** start Records to use **

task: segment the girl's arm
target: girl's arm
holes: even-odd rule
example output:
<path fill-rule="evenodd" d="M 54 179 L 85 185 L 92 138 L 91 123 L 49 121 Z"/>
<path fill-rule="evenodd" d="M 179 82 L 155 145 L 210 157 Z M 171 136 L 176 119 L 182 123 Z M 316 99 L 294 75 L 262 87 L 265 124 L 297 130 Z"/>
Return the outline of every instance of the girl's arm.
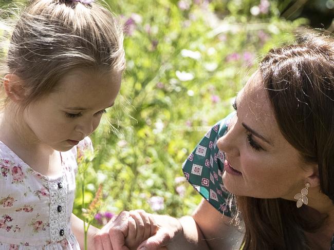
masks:
<path fill-rule="evenodd" d="M 76 215 L 72 214 L 71 217 L 71 228 L 72 232 L 74 234 L 81 249 L 85 249 L 84 247 L 84 234 L 83 227 L 83 221 L 77 217 Z M 87 233 L 87 249 L 95 249 L 94 237 L 94 236 L 99 230 L 98 228 L 92 225 L 89 226 Z"/>
<path fill-rule="evenodd" d="M 147 250 L 168 246 L 169 250 L 232 250 L 239 249 L 243 234 L 206 200 L 202 200 L 192 217 L 178 220 L 167 216 L 156 216 L 160 227 L 156 235 L 140 246 Z"/>

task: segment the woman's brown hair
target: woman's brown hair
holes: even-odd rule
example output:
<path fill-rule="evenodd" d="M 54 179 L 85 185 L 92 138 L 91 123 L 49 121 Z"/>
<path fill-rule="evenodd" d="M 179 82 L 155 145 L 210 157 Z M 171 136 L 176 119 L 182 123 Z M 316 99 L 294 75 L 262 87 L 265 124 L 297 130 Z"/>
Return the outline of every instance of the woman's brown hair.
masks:
<path fill-rule="evenodd" d="M 303 35 L 270 50 L 259 68 L 281 132 L 305 162 L 318 164 L 321 191 L 334 201 L 334 39 Z M 281 198 L 239 197 L 237 203 L 246 228 L 243 249 L 312 249 L 305 233 L 326 219 Z"/>

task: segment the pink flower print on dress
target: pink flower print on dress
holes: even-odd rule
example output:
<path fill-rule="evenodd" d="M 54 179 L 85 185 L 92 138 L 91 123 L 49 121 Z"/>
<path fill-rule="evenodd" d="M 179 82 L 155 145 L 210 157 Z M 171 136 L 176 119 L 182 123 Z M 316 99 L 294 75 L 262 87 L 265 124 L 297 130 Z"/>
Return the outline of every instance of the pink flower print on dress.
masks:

** end Records to use **

Aim of the exercise: Echo all of the records above line for line, leaving the pictures out.

Complete response:
task: segment the girl's arm
target: girl's arm
holes: even-odd rule
example output:
<path fill-rule="evenodd" d="M 54 179 L 85 185 L 92 138 L 91 123 L 49 121 Z"/>
<path fill-rule="evenodd" d="M 179 82 L 155 145 L 210 157 Z M 171 136 L 176 119 L 182 123 Z M 316 99 L 294 75 L 262 87 L 265 124 L 297 130 Z"/>
Return the outline of every instance of the girl's arm.
masks:
<path fill-rule="evenodd" d="M 76 215 L 72 214 L 71 217 L 71 228 L 72 232 L 74 234 L 81 249 L 85 249 L 84 247 L 84 234 L 83 227 L 83 221 L 77 217 Z M 87 233 L 87 249 L 95 249 L 94 237 L 94 236 L 99 230 L 98 228 L 92 225 L 89 226 Z"/>
<path fill-rule="evenodd" d="M 147 250 L 168 246 L 169 250 L 232 250 L 239 249 L 243 234 L 206 200 L 202 200 L 192 217 L 178 220 L 167 216 L 156 216 L 160 227 L 156 235 L 140 246 Z"/>

task: segment the woman's brown hair
target: woman's brown hair
holes: even-odd rule
example output:
<path fill-rule="evenodd" d="M 54 179 L 85 185 L 92 138 L 91 123 L 49 121 Z"/>
<path fill-rule="evenodd" d="M 179 82 L 155 145 L 210 157 Z M 171 136 L 176 119 L 182 123 Z M 316 99 L 294 75 L 262 87 L 265 124 L 297 130 Z"/>
Return the outline of every instance of the woman's brown hair.
masks:
<path fill-rule="evenodd" d="M 303 35 L 270 50 L 259 68 L 281 132 L 305 162 L 318 164 L 321 191 L 334 201 L 334 39 Z M 281 198 L 239 197 L 237 203 L 246 228 L 243 249 L 312 249 L 305 233 L 326 219 Z"/>

task: segment the pink flower print on dress
target: pink flower print on dress
holes: even-odd rule
example output:
<path fill-rule="evenodd" d="M 54 179 L 85 185 L 92 138 L 91 123 L 49 121 Z"/>
<path fill-rule="evenodd" d="M 179 82 L 155 145 L 210 157 Z M 171 136 L 176 119 L 182 123 Z M 316 99 L 294 75 L 262 87 L 265 124 L 297 130 Z"/>
Return the outline of every instance of the pink flower print on dress.
masks:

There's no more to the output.